(Data records)
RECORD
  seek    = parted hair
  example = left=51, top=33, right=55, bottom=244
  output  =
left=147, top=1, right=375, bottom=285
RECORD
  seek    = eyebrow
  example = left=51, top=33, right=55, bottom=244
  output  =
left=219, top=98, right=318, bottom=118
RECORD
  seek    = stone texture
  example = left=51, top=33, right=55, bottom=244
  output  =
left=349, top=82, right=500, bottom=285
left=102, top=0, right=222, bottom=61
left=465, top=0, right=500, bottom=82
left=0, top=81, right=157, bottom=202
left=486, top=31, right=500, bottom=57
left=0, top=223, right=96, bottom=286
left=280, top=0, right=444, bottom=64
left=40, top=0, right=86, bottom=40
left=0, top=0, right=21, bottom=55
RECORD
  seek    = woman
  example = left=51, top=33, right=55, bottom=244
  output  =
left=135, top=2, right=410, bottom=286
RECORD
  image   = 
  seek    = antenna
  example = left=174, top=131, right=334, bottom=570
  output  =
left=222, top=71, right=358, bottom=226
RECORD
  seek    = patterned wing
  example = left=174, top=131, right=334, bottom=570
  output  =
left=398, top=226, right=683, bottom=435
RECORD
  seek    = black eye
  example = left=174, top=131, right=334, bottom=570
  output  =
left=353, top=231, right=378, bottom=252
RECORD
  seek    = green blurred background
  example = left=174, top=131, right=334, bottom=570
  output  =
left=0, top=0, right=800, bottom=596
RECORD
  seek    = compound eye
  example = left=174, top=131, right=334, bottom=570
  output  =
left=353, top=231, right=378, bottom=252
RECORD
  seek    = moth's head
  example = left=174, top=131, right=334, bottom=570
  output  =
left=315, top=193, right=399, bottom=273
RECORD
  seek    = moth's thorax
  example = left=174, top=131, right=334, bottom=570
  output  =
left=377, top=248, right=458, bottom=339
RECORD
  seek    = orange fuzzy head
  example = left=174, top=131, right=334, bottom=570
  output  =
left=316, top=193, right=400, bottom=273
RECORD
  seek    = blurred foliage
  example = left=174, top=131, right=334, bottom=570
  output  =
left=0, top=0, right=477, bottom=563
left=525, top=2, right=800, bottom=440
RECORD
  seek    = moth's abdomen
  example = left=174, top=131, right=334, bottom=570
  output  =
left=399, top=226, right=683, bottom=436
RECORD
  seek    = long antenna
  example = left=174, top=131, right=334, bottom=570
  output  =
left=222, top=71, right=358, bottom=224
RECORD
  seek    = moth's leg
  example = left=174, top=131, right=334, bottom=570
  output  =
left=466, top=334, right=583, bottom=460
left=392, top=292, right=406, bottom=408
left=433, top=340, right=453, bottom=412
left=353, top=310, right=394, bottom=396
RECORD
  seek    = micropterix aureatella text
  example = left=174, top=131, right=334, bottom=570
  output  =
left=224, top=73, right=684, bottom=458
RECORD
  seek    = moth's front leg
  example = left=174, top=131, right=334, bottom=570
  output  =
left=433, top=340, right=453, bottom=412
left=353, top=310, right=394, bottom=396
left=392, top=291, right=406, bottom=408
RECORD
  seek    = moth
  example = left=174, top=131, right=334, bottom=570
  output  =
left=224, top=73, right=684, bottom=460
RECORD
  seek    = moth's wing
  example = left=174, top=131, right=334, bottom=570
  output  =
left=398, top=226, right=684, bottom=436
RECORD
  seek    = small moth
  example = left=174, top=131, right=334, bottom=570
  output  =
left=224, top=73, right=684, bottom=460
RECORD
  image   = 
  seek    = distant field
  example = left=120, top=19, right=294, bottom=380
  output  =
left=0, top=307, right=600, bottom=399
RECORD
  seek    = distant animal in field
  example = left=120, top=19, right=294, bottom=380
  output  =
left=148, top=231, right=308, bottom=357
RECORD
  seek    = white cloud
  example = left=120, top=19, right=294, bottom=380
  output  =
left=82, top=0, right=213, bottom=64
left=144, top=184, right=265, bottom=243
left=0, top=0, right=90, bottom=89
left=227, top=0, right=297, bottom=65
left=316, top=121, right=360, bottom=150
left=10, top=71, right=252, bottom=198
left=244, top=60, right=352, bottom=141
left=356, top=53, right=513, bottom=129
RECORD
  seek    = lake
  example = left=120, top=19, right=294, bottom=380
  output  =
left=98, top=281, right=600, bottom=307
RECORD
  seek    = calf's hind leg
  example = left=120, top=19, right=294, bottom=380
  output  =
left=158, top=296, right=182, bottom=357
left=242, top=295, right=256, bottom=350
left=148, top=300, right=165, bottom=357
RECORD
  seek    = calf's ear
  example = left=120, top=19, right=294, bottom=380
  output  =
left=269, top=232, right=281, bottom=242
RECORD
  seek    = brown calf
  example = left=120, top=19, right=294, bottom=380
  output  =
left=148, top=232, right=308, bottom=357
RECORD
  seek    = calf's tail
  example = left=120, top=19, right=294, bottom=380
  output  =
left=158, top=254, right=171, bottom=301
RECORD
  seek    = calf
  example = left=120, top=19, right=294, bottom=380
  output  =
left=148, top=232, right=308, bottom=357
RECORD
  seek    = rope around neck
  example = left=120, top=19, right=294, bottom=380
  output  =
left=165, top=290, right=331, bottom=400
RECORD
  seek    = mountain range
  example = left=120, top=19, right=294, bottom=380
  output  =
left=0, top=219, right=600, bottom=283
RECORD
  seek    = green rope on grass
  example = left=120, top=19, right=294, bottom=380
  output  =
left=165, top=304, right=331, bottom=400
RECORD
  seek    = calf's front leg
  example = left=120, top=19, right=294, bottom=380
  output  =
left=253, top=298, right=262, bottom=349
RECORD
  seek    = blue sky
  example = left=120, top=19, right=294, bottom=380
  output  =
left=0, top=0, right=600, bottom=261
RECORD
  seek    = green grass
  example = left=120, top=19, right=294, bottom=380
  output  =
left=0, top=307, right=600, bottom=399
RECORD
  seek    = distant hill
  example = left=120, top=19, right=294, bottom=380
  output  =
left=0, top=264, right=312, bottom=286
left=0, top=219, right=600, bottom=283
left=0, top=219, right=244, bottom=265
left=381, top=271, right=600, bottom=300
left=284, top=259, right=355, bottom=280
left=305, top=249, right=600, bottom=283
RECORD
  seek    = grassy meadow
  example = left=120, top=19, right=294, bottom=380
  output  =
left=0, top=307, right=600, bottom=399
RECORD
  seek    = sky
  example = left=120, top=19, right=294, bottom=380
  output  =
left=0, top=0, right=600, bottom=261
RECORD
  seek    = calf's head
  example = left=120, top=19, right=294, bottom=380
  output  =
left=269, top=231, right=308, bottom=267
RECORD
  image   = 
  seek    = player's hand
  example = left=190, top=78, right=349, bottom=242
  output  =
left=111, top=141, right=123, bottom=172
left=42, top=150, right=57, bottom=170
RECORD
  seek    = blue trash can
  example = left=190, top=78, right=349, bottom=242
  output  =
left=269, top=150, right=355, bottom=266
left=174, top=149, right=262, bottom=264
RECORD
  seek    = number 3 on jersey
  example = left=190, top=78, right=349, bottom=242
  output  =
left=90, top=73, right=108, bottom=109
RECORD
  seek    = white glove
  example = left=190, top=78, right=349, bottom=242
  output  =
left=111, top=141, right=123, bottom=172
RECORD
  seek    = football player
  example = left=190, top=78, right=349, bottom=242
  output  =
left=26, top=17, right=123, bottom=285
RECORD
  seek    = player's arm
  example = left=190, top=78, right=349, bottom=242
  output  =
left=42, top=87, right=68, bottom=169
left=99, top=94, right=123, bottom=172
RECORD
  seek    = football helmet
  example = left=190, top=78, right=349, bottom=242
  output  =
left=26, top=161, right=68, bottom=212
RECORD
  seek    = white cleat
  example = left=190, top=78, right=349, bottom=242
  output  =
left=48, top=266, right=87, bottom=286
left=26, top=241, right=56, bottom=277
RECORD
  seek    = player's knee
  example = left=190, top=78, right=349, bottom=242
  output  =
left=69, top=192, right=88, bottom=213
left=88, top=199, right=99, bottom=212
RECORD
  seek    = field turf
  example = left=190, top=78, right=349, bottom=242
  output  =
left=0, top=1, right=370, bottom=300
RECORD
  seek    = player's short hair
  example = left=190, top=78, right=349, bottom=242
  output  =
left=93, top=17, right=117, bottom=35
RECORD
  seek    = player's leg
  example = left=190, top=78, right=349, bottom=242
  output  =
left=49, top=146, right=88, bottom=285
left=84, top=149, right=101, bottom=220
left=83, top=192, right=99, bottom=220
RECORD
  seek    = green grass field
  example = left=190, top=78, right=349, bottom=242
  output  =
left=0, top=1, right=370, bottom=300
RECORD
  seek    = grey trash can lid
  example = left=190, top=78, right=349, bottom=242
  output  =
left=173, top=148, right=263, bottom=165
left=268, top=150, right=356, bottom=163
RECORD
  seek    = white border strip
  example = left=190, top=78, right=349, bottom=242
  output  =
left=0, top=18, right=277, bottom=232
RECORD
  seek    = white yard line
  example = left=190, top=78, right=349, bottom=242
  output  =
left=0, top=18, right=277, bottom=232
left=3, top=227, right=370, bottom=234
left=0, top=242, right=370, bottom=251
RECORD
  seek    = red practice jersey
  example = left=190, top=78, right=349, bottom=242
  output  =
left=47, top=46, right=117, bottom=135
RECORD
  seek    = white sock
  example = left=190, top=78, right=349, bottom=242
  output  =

— INSTRUCTION —
Render the lines from the start of the data records through the line containing "left=219, top=98, right=318, bottom=118" as a Markdown table with two columns, Row and Line, numbering each row and omitting blank lines.

— RESULT OF THIS EXERCISE —
| Row | Line |
|---|---|
| 1 | RECORD |
| 2 |   seek    = parted hair |
| 3 |   example = left=51, top=33, right=55, bottom=244 |
| 4 |   output  = |
| 5 | left=147, top=1, right=375, bottom=285 |
| 6 | RECORD |
| 7 |   seek    = eyebrow |
| 8 |   example = left=51, top=33, right=55, bottom=244 |
| 9 |   output  = |
| 10 | left=219, top=98, right=318, bottom=118 |